- _Texte proposé_

--------

Article publié dans l'édition Printemps 2021 de Gestion

L’environnement technologique où évoluent les avocats, les notaires et les juges transforme de fond en comble leurs professions respectives, ce qui les force à moderniser leurs méthodes.

Le droit est une science de la réaction. Dans sa manière d’être, il est conservateur. Ainsi, une jurisprudence est généralement basée sur un précédent, faisant en sorte que les juristes travaillent beaucoup avec un regard dans le rétroviseur. Pour leur part, les lois et les contrats fixent dans le temps un certain avenir, et ce, même si les outils sont amenés à s’adapter à des circonstances forcément évolutives. Les professions juridiques correspondent à des entités très institutionnalisées qui tendent à perpétuer les manières de faire et d’agir.

En dépit de ce peu d’appétence pour les changements, il est malgré tout dans la nature du droit de correspondre à son époque. Le « bon droit » est donc celui dont les principes sont en harmonie avec la réalité sociale. Or, la révolution numérique actuelle bouleverse autant l’objet d’analyse que l’organisation de la justice. La vitesse du changement constaté est sans précédent et force le monde juridique à remettre en question ses valeurs et ses normes.

--------

- _Données fournies_
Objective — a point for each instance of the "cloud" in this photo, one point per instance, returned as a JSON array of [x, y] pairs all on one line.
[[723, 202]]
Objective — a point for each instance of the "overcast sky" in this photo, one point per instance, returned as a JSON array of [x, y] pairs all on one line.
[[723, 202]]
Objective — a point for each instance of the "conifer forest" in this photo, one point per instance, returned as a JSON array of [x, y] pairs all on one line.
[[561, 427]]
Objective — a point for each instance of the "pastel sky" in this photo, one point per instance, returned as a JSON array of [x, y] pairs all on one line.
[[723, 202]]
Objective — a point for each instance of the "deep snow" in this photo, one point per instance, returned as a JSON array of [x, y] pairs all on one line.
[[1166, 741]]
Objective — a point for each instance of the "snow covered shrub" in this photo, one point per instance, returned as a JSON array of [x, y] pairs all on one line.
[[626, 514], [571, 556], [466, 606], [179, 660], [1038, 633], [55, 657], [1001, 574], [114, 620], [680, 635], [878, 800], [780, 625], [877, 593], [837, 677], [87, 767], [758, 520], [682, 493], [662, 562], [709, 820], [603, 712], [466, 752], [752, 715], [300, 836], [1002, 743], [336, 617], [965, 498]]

--------

- _Exercices_
1 > Recopiez tout ce qui va de « L’environnement technologique où » jusqu'à « moderniser leurs méthodes. » dans le texte sur les professions juridiques.
2 > Répondez aux questions suivantes à partir du texte sur les professions juridiques.
(a) Sur quoi une jurisprudence est-elle généralement basée ?
(b) Dans quelle édition de Gestion l'article a-t-il été publié ?
(c) Comment la vitesse du changement constaté est-elle qualifiée ?

- _Corrigé_
1 >
L’environnement technologique où évoluent les avocats, les notaires et les juges transforme de fond en comble leurs professions respectives, ce qui les force à moderniser leurs méthodes.

2 >
(a) Sur un précédent.
(b) Dans l'édition Printemps 2021.
(c) Elle est qualifiée de sans précédent.